**SET PROBLEM**
Write out all of the data below line for line without changing anything, but leave out the pictures.

─── GIVEN RECORDS

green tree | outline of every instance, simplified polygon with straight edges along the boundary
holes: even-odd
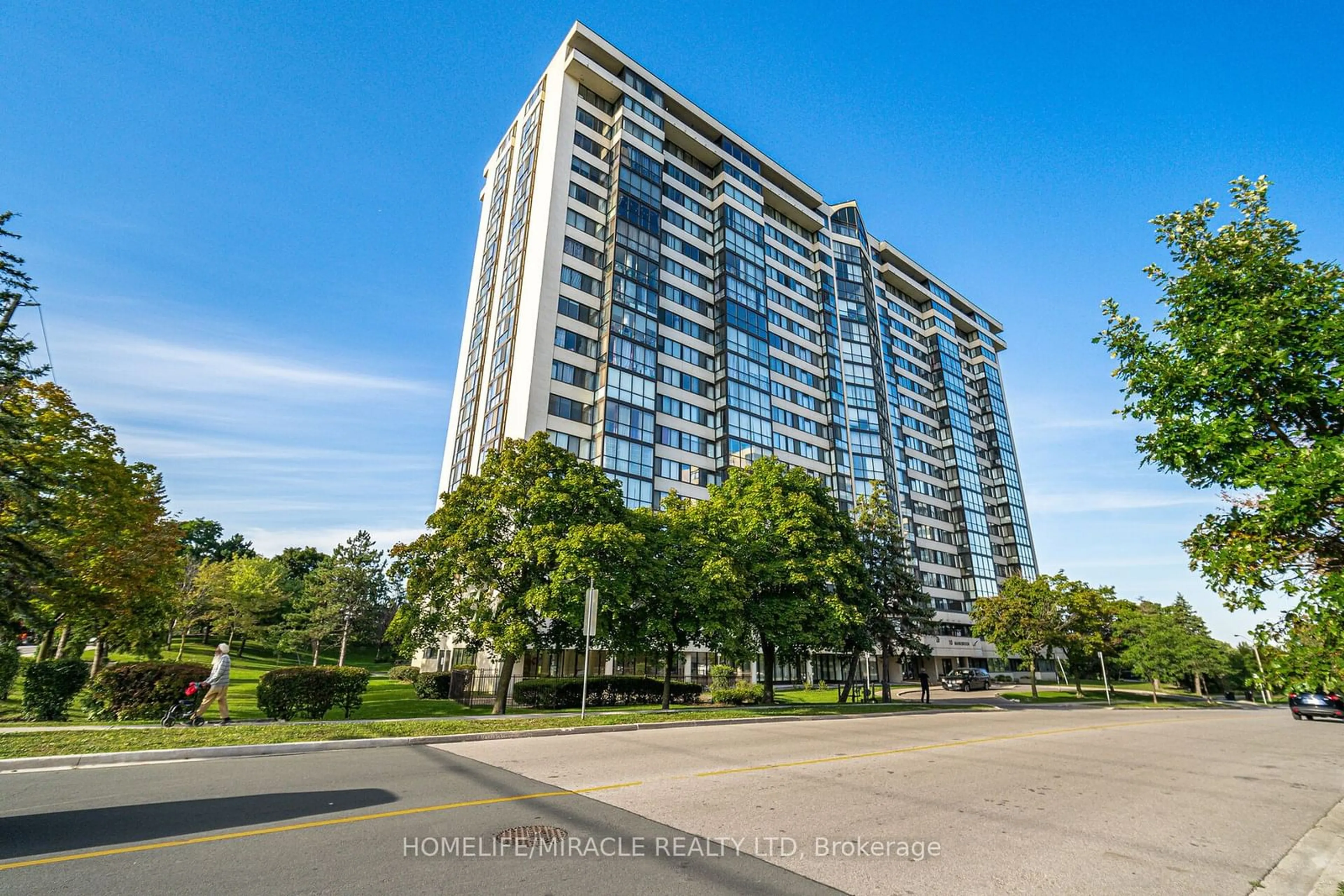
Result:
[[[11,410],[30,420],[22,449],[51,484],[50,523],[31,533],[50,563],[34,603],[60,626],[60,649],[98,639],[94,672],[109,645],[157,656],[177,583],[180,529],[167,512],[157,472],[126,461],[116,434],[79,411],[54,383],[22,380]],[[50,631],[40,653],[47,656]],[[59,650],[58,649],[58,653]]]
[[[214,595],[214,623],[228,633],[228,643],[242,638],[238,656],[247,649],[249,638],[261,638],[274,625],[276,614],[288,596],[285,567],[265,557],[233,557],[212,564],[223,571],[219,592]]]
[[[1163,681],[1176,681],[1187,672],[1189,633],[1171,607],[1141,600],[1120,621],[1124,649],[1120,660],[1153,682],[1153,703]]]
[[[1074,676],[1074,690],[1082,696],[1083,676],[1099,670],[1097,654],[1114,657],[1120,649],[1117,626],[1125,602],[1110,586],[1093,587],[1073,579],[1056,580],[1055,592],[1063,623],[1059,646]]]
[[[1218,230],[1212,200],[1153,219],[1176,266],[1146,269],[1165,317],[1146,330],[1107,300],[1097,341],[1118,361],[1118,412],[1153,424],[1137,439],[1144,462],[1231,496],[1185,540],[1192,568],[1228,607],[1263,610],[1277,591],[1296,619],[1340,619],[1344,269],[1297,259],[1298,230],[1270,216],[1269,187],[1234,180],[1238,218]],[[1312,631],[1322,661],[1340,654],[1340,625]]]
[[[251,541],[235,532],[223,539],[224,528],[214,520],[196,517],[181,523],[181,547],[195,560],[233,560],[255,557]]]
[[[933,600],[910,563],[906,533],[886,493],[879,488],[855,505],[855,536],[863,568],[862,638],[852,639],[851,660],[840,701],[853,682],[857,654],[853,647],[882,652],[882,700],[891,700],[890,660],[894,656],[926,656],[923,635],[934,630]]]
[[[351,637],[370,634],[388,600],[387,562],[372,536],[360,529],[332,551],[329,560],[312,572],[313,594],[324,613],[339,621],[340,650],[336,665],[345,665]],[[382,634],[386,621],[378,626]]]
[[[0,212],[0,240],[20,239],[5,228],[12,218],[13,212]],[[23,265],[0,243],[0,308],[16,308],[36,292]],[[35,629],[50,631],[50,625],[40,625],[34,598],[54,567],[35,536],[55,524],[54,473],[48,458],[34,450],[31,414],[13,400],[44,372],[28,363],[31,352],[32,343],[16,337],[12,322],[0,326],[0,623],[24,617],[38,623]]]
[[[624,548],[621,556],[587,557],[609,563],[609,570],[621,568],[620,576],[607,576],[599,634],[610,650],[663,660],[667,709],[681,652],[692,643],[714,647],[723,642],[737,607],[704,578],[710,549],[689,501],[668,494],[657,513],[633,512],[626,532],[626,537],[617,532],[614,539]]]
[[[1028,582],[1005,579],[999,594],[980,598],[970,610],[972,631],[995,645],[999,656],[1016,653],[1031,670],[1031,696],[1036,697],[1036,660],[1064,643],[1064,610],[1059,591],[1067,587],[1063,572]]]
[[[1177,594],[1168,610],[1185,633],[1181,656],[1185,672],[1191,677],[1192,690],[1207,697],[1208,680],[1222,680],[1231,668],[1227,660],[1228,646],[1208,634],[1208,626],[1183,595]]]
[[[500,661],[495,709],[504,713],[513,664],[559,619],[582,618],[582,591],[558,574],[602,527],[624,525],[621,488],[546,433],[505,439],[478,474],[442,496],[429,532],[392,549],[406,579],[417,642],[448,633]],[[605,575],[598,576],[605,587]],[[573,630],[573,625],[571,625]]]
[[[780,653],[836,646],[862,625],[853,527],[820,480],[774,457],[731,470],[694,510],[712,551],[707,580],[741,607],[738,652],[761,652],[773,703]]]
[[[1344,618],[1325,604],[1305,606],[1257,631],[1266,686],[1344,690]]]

──────

**FULL ANSWER**
green tree | outline of every instance, simplified polygon with straight edges along the boundary
holes: even-odd
Result:
[[[11,410],[30,420],[22,449],[51,484],[50,523],[31,533],[50,563],[34,603],[60,626],[60,649],[98,639],[94,672],[109,645],[157,656],[177,583],[180,529],[167,512],[157,472],[126,461],[116,434],[79,411],[54,383],[22,380]],[[50,631],[40,653],[47,656]],[[59,650],[58,649],[58,653]]]
[[[214,595],[214,623],[228,633],[228,643],[242,638],[238,656],[247,649],[249,638],[261,638],[274,625],[276,614],[288,596],[285,567],[265,557],[233,557],[212,564],[223,571],[219,592]]]
[[[1163,681],[1176,681],[1187,672],[1189,633],[1171,607],[1141,600],[1120,621],[1124,649],[1120,660],[1153,682],[1153,703]]]
[[[1074,676],[1074,690],[1082,696],[1083,676],[1099,670],[1097,654],[1114,657],[1120,649],[1117,626],[1125,602],[1110,586],[1093,587],[1073,579],[1056,580],[1055,592],[1063,623],[1059,646]]]
[[[1218,230],[1212,200],[1153,219],[1176,266],[1146,269],[1165,317],[1146,330],[1107,300],[1097,341],[1118,361],[1118,412],[1153,424],[1137,439],[1144,462],[1231,496],[1185,540],[1192,568],[1228,607],[1263,610],[1277,591],[1296,619],[1340,619],[1344,269],[1297,259],[1298,230],[1270,216],[1269,187],[1234,180],[1238,218]],[[1312,631],[1322,661],[1340,654],[1340,625]]]
[[[251,541],[235,532],[223,539],[224,528],[214,520],[196,517],[181,523],[181,547],[195,560],[233,560],[255,557]]]
[[[933,600],[910,563],[906,533],[886,493],[879,488],[855,505],[855,536],[863,568],[862,638],[852,639],[851,660],[840,701],[853,682],[857,654],[853,647],[882,652],[882,700],[891,700],[890,660],[894,656],[926,656],[923,635],[934,630]]]
[[[351,637],[370,634],[388,600],[387,562],[372,536],[360,529],[332,551],[329,560],[312,572],[313,594],[324,613],[339,621],[340,650],[336,665],[345,665]],[[382,634],[386,621],[378,626]]]
[[[0,212],[0,240],[20,239],[5,228],[12,218],[13,212]],[[23,265],[0,243],[0,308],[16,308],[36,292]],[[35,629],[50,631],[50,625],[40,625],[34,598],[54,567],[35,536],[55,524],[54,473],[48,458],[34,450],[31,414],[13,400],[44,372],[28,363],[31,352],[32,343],[16,337],[12,322],[0,326],[0,623],[24,617],[38,623]]]
[[[624,548],[621,556],[587,557],[609,563],[609,570],[621,568],[620,576],[607,576],[599,634],[610,650],[663,660],[667,709],[681,652],[692,643],[714,647],[723,642],[737,607],[704,578],[710,549],[689,501],[668,494],[657,513],[633,512],[626,532],[626,537],[617,532],[614,539]]]
[[[1028,582],[1005,579],[999,594],[980,598],[970,610],[972,631],[995,645],[999,656],[1016,653],[1031,670],[1031,696],[1036,697],[1036,660],[1064,643],[1064,610],[1059,591],[1067,587],[1063,572]]]
[[[1177,594],[1168,610],[1185,633],[1181,656],[1185,672],[1191,677],[1192,690],[1207,697],[1208,680],[1222,680],[1231,668],[1227,660],[1228,646],[1208,634],[1208,626],[1183,595]]]
[[[500,661],[495,709],[504,713],[513,664],[559,619],[582,618],[582,591],[558,574],[602,527],[624,525],[621,488],[546,433],[505,439],[478,474],[442,496],[429,532],[392,549],[406,579],[417,642],[448,633]],[[605,575],[598,576],[605,587]],[[573,630],[573,625],[571,625]]]
[[[780,653],[836,646],[862,625],[853,527],[820,480],[774,457],[731,470],[694,510],[712,551],[707,580],[741,607],[738,652],[761,652],[773,703]]]
[[[1344,618],[1325,604],[1305,606],[1257,631],[1266,686],[1344,690]]]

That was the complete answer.